::: GIVEN DATA :::

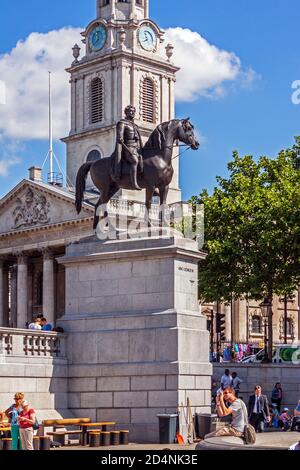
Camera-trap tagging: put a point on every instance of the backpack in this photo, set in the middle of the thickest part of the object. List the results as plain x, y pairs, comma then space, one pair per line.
249, 431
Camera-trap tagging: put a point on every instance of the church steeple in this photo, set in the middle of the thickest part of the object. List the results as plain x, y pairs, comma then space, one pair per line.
122, 9
124, 61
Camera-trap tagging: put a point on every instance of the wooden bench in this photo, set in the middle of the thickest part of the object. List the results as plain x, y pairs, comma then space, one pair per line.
60, 436
101, 425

:::

Change "thickest part" to "widest part" wherever it occurs in the rows above, and write out all the rows again with nothing else altered and the pictures left out.

● **RESPONSE TO THE TASK**
Camera-trap tagging: put a point on every instance of the backpack in this photo, set in the middle of the widest part of the object. List the results as plain x, y pairs, comma then space, one pair per line.
249, 431
Camera-trap tagging: put a point on every instance of the church steeple in this photo, set in the middle of the widest part of the object. List the results as plain x, y pairs, comma then space, one pair per line.
122, 9
124, 61
Camera-trap tagging: put a point on every instance of the wooden bench in this photo, set in the middle of the widest part of the object. List the results as plain x, y pairs, comma then space, one pair per line.
60, 436
101, 425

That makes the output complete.